▶ _EXERCISE DIRECTIONS_: With the string "powder" as the filter, copy each matching line from the records.

▶ _RECORDS FOR THIS TASK_:
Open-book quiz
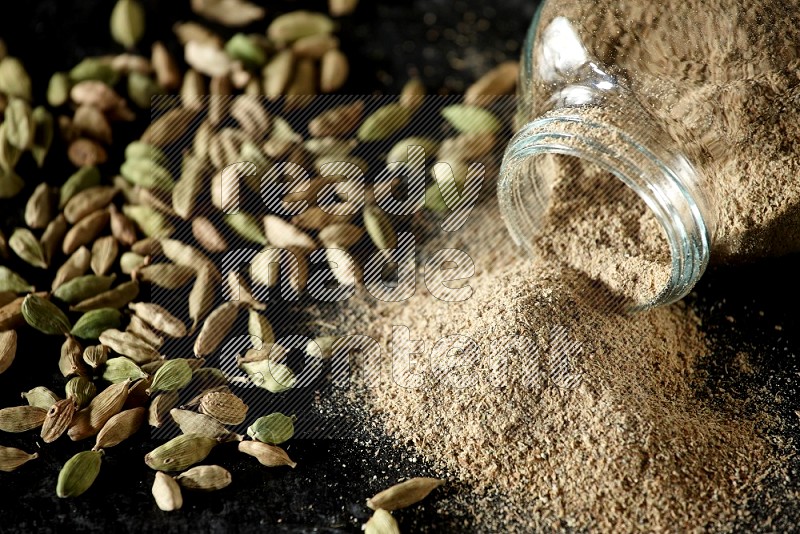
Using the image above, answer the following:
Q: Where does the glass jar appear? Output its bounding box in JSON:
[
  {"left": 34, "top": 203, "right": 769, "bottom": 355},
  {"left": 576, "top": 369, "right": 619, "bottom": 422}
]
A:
[{"left": 498, "top": 0, "right": 800, "bottom": 307}]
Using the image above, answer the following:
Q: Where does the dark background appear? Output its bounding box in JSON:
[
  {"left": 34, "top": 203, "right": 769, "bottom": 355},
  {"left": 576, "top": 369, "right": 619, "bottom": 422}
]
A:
[{"left": 0, "top": 0, "right": 799, "bottom": 532}]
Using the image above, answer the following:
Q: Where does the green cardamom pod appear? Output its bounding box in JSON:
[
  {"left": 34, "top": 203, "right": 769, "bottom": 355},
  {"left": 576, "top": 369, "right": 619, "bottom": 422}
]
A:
[
  {"left": 110, "top": 0, "right": 145, "bottom": 49},
  {"left": 120, "top": 158, "right": 175, "bottom": 190},
  {"left": 362, "top": 205, "right": 397, "bottom": 250},
  {"left": 83, "top": 345, "right": 109, "bottom": 369},
  {"left": 240, "top": 360, "right": 296, "bottom": 393},
  {"left": 69, "top": 58, "right": 119, "bottom": 85},
  {"left": 47, "top": 72, "right": 71, "bottom": 107},
  {"left": 440, "top": 105, "right": 502, "bottom": 134},
  {"left": 148, "top": 359, "right": 192, "bottom": 394},
  {"left": 224, "top": 213, "right": 268, "bottom": 245},
  {"left": 72, "top": 308, "right": 123, "bottom": 339},
  {"left": 169, "top": 409, "right": 241, "bottom": 441},
  {"left": 0, "top": 57, "right": 32, "bottom": 100},
  {"left": 54, "top": 275, "right": 116, "bottom": 304},
  {"left": 0, "top": 167, "right": 24, "bottom": 199},
  {"left": 358, "top": 104, "right": 412, "bottom": 142},
  {"left": 0, "top": 266, "right": 33, "bottom": 293},
  {"left": 246, "top": 413, "right": 294, "bottom": 444},
  {"left": 225, "top": 34, "right": 267, "bottom": 67},
  {"left": 122, "top": 205, "right": 174, "bottom": 237},
  {"left": 0, "top": 446, "right": 38, "bottom": 472},
  {"left": 5, "top": 97, "right": 34, "bottom": 150},
  {"left": 71, "top": 280, "right": 139, "bottom": 312},
  {"left": 65, "top": 376, "right": 97, "bottom": 408},
  {"left": 9, "top": 228, "right": 48, "bottom": 268},
  {"left": 102, "top": 357, "right": 147, "bottom": 383},
  {"left": 22, "top": 294, "right": 71, "bottom": 335},
  {"left": 125, "top": 141, "right": 167, "bottom": 164},
  {"left": 175, "top": 465, "right": 232, "bottom": 491},
  {"left": 364, "top": 509, "right": 400, "bottom": 534},
  {"left": 98, "top": 328, "right": 160, "bottom": 364},
  {"left": 144, "top": 434, "right": 217, "bottom": 472},
  {"left": 31, "top": 105, "right": 54, "bottom": 168},
  {"left": 60, "top": 166, "right": 101, "bottom": 208},
  {"left": 127, "top": 72, "right": 162, "bottom": 109},
  {"left": 56, "top": 450, "right": 103, "bottom": 498},
  {"left": 22, "top": 386, "right": 60, "bottom": 410}
]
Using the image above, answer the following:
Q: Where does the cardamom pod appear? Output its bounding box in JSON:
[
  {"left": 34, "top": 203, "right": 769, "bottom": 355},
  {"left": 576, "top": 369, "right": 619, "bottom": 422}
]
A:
[
  {"left": 109, "top": 205, "right": 137, "bottom": 247},
  {"left": 127, "top": 71, "right": 162, "bottom": 108},
  {"left": 70, "top": 80, "right": 125, "bottom": 111},
  {"left": 71, "top": 280, "right": 139, "bottom": 312},
  {"left": 224, "top": 212, "right": 268, "bottom": 245},
  {"left": 93, "top": 407, "right": 146, "bottom": 450},
  {"left": 126, "top": 314, "right": 164, "bottom": 347},
  {"left": 463, "top": 61, "right": 518, "bottom": 105},
  {"left": 60, "top": 335, "right": 88, "bottom": 377},
  {"left": 99, "top": 328, "right": 160, "bottom": 363},
  {"left": 248, "top": 310, "right": 274, "bottom": 348},
  {"left": 0, "top": 267, "right": 33, "bottom": 293},
  {"left": 68, "top": 380, "right": 130, "bottom": 441},
  {"left": 144, "top": 434, "right": 218, "bottom": 471},
  {"left": 63, "top": 209, "right": 110, "bottom": 255},
  {"left": 441, "top": 104, "right": 502, "bottom": 134},
  {"left": 0, "top": 168, "right": 24, "bottom": 199},
  {"left": 194, "top": 301, "right": 242, "bottom": 357},
  {"left": 136, "top": 264, "right": 195, "bottom": 290},
  {"left": 306, "top": 336, "right": 337, "bottom": 359},
  {"left": 263, "top": 215, "right": 316, "bottom": 250},
  {"left": 399, "top": 78, "right": 425, "bottom": 110},
  {"left": 40, "top": 213, "right": 68, "bottom": 266},
  {"left": 189, "top": 267, "right": 216, "bottom": 331},
  {"left": 284, "top": 58, "right": 315, "bottom": 110},
  {"left": 22, "top": 386, "right": 60, "bottom": 410},
  {"left": 9, "top": 228, "right": 48, "bottom": 268},
  {"left": 72, "top": 308, "right": 122, "bottom": 340},
  {"left": 64, "top": 186, "right": 118, "bottom": 224},
  {"left": 329, "top": 0, "right": 359, "bottom": 16},
  {"left": 68, "top": 137, "right": 108, "bottom": 167},
  {"left": 83, "top": 344, "right": 109, "bottom": 369},
  {"left": 238, "top": 440, "right": 296, "bottom": 468},
  {"left": 90, "top": 237, "right": 119, "bottom": 276},
  {"left": 366, "top": 478, "right": 444, "bottom": 511},
  {"left": 31, "top": 105, "right": 54, "bottom": 167},
  {"left": 169, "top": 409, "right": 241, "bottom": 441},
  {"left": 225, "top": 33, "right": 267, "bottom": 68},
  {"left": 363, "top": 205, "right": 397, "bottom": 250},
  {"left": 0, "top": 329, "right": 16, "bottom": 374},
  {"left": 0, "top": 57, "right": 32, "bottom": 100},
  {"left": 47, "top": 72, "right": 71, "bottom": 107},
  {"left": 225, "top": 271, "right": 266, "bottom": 311},
  {"left": 292, "top": 33, "right": 339, "bottom": 59},
  {"left": 103, "top": 357, "right": 148, "bottom": 383},
  {"left": 148, "top": 390, "right": 179, "bottom": 427},
  {"left": 120, "top": 252, "right": 145, "bottom": 275},
  {"left": 151, "top": 41, "right": 180, "bottom": 90},
  {"left": 123, "top": 205, "right": 174, "bottom": 237},
  {"left": 124, "top": 376, "right": 152, "bottom": 409},
  {"left": 267, "top": 11, "right": 335, "bottom": 44},
  {"left": 247, "top": 413, "right": 294, "bottom": 444},
  {"left": 73, "top": 104, "right": 112, "bottom": 144},
  {"left": 240, "top": 359, "right": 296, "bottom": 393},
  {"left": 22, "top": 294, "right": 71, "bottom": 335},
  {"left": 0, "top": 294, "right": 28, "bottom": 330},
  {"left": 0, "top": 228, "right": 7, "bottom": 259},
  {"left": 24, "top": 182, "right": 54, "bottom": 229},
  {"left": 110, "top": 0, "right": 146, "bottom": 48},
  {"left": 56, "top": 450, "right": 103, "bottom": 498},
  {"left": 54, "top": 275, "right": 116, "bottom": 304},
  {"left": 41, "top": 398, "right": 78, "bottom": 443},
  {"left": 60, "top": 166, "right": 101, "bottom": 208},
  {"left": 175, "top": 465, "right": 232, "bottom": 491},
  {"left": 0, "top": 405, "right": 47, "bottom": 432},
  {"left": 358, "top": 103, "right": 411, "bottom": 142},
  {"left": 148, "top": 359, "right": 193, "bottom": 394},
  {"left": 386, "top": 137, "right": 439, "bottom": 165},
  {"left": 320, "top": 48, "right": 348, "bottom": 93},
  {"left": 128, "top": 302, "right": 187, "bottom": 337},
  {"left": 5, "top": 97, "right": 34, "bottom": 150},
  {"left": 52, "top": 246, "right": 91, "bottom": 290},
  {"left": 158, "top": 238, "right": 218, "bottom": 274},
  {"left": 198, "top": 391, "right": 248, "bottom": 425},
  {"left": 308, "top": 100, "right": 362, "bottom": 137},
  {"left": 172, "top": 152, "right": 205, "bottom": 220},
  {"left": 152, "top": 472, "right": 183, "bottom": 511},
  {"left": 66, "top": 376, "right": 97, "bottom": 408},
  {"left": 125, "top": 141, "right": 166, "bottom": 163},
  {"left": 141, "top": 107, "right": 199, "bottom": 147},
  {"left": 120, "top": 158, "right": 175, "bottom": 190},
  {"left": 0, "top": 446, "right": 38, "bottom": 472},
  {"left": 0, "top": 291, "right": 13, "bottom": 306},
  {"left": 192, "top": 217, "right": 228, "bottom": 252},
  {"left": 364, "top": 509, "right": 400, "bottom": 534},
  {"left": 262, "top": 50, "right": 294, "bottom": 99}
]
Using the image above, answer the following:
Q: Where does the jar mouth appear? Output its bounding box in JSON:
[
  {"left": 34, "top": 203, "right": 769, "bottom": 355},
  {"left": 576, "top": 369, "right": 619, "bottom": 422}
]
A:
[{"left": 498, "top": 112, "right": 711, "bottom": 309}]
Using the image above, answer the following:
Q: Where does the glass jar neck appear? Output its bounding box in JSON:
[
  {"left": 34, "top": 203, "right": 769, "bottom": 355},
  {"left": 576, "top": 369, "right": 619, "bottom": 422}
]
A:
[{"left": 499, "top": 89, "right": 715, "bottom": 307}]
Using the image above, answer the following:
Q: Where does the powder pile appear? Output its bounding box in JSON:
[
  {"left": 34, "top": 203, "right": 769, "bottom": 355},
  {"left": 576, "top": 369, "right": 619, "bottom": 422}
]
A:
[{"left": 346, "top": 261, "right": 768, "bottom": 531}]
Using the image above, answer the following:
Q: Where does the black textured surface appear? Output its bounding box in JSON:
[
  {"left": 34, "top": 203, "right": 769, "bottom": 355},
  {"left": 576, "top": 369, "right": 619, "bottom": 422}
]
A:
[{"left": 0, "top": 0, "right": 799, "bottom": 532}]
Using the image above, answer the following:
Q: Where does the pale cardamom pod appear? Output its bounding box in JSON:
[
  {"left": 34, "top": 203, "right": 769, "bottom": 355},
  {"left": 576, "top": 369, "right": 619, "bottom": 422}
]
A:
[
  {"left": 93, "top": 407, "right": 146, "bottom": 450},
  {"left": 238, "top": 440, "right": 296, "bottom": 468},
  {"left": 284, "top": 58, "right": 315, "bottom": 110},
  {"left": 267, "top": 11, "right": 334, "bottom": 44},
  {"left": 248, "top": 310, "right": 274, "bottom": 348},
  {"left": 292, "top": 33, "right": 339, "bottom": 59},
  {"left": 464, "top": 61, "right": 518, "bottom": 105},
  {"left": 52, "top": 246, "right": 91, "bottom": 290},
  {"left": 110, "top": 0, "right": 145, "bottom": 48},
  {"left": 56, "top": 450, "right": 103, "bottom": 498},
  {"left": 192, "top": 217, "right": 228, "bottom": 252},
  {"left": 262, "top": 50, "right": 294, "bottom": 99},
  {"left": 54, "top": 275, "right": 116, "bottom": 304},
  {"left": 128, "top": 302, "right": 187, "bottom": 337},
  {"left": 152, "top": 472, "right": 183, "bottom": 511},
  {"left": 189, "top": 267, "right": 216, "bottom": 331},
  {"left": 308, "top": 100, "right": 362, "bottom": 137},
  {"left": 24, "top": 182, "right": 54, "bottom": 229},
  {"left": 60, "top": 335, "right": 88, "bottom": 377},
  {"left": 366, "top": 478, "right": 444, "bottom": 511},
  {"left": 0, "top": 294, "right": 28, "bottom": 330},
  {"left": 90, "top": 236, "right": 119, "bottom": 276},
  {"left": 194, "top": 301, "right": 242, "bottom": 357},
  {"left": 159, "top": 238, "right": 218, "bottom": 275},
  {"left": 226, "top": 271, "right": 266, "bottom": 311},
  {"left": 65, "top": 376, "right": 97, "bottom": 408},
  {"left": 120, "top": 252, "right": 145, "bottom": 275},
  {"left": 136, "top": 264, "right": 195, "bottom": 290},
  {"left": 64, "top": 186, "right": 118, "bottom": 224},
  {"left": 247, "top": 413, "right": 294, "bottom": 444},
  {"left": 73, "top": 104, "right": 112, "bottom": 144},
  {"left": 63, "top": 209, "right": 110, "bottom": 255},
  {"left": 148, "top": 390, "right": 179, "bottom": 428},
  {"left": 68, "top": 380, "right": 130, "bottom": 441},
  {"left": 5, "top": 97, "right": 34, "bottom": 150},
  {"left": 141, "top": 107, "right": 199, "bottom": 147},
  {"left": 120, "top": 158, "right": 175, "bottom": 190},
  {"left": 148, "top": 359, "right": 193, "bottom": 394},
  {"left": 40, "top": 213, "right": 68, "bottom": 266},
  {"left": 0, "top": 446, "right": 38, "bottom": 472},
  {"left": 363, "top": 205, "right": 397, "bottom": 249},
  {"left": 0, "top": 57, "right": 32, "bottom": 100},
  {"left": 329, "top": 0, "right": 358, "bottom": 15},
  {"left": 0, "top": 291, "right": 13, "bottom": 306},
  {"left": 83, "top": 344, "right": 109, "bottom": 369},
  {"left": 199, "top": 391, "right": 248, "bottom": 425},
  {"left": 364, "top": 509, "right": 400, "bottom": 534},
  {"left": 109, "top": 205, "right": 137, "bottom": 246},
  {"left": 103, "top": 357, "right": 147, "bottom": 383},
  {"left": 126, "top": 314, "right": 164, "bottom": 347},
  {"left": 144, "top": 434, "right": 218, "bottom": 471},
  {"left": 151, "top": 41, "right": 180, "bottom": 90},
  {"left": 0, "top": 405, "right": 47, "bottom": 432},
  {"left": 172, "top": 152, "right": 205, "bottom": 220},
  {"left": 326, "top": 247, "right": 360, "bottom": 285},
  {"left": 263, "top": 215, "right": 316, "bottom": 250},
  {"left": 0, "top": 329, "right": 17, "bottom": 374},
  {"left": 230, "top": 95, "right": 270, "bottom": 137},
  {"left": 9, "top": 228, "right": 47, "bottom": 268},
  {"left": 41, "top": 398, "right": 78, "bottom": 443},
  {"left": 175, "top": 465, "right": 232, "bottom": 491},
  {"left": 70, "top": 80, "right": 125, "bottom": 110},
  {"left": 169, "top": 409, "right": 241, "bottom": 441},
  {"left": 240, "top": 359, "right": 296, "bottom": 393},
  {"left": 123, "top": 205, "right": 174, "bottom": 237},
  {"left": 22, "top": 386, "right": 60, "bottom": 410},
  {"left": 306, "top": 336, "right": 337, "bottom": 359},
  {"left": 99, "top": 328, "right": 160, "bottom": 364},
  {"left": 59, "top": 166, "right": 101, "bottom": 208},
  {"left": 22, "top": 294, "right": 71, "bottom": 335},
  {"left": 71, "top": 280, "right": 139, "bottom": 312},
  {"left": 399, "top": 77, "right": 425, "bottom": 110},
  {"left": 320, "top": 48, "right": 348, "bottom": 93},
  {"left": 180, "top": 69, "right": 205, "bottom": 110},
  {"left": 68, "top": 137, "right": 108, "bottom": 167}
]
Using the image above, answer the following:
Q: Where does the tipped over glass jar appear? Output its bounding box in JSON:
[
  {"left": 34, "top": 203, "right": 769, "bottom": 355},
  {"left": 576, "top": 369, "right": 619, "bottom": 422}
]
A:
[{"left": 499, "top": 0, "right": 800, "bottom": 307}]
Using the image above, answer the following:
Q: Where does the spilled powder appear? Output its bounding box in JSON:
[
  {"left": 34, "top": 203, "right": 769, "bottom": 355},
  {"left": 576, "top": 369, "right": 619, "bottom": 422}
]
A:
[{"left": 343, "top": 261, "right": 769, "bottom": 531}]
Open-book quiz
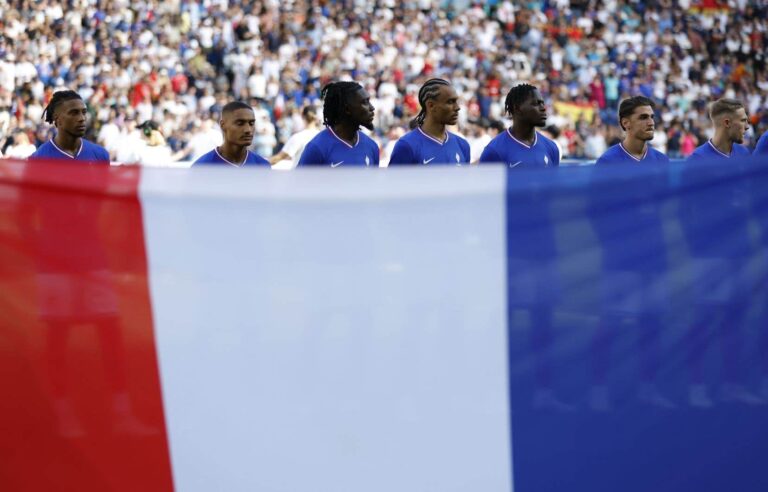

▶ _SOLVED PROBLEM_:
Q: Where does the powder pile appear? Output its bounding box in JSON:
Q: Where does the spilled powder appear? Output its bounding box in JSON:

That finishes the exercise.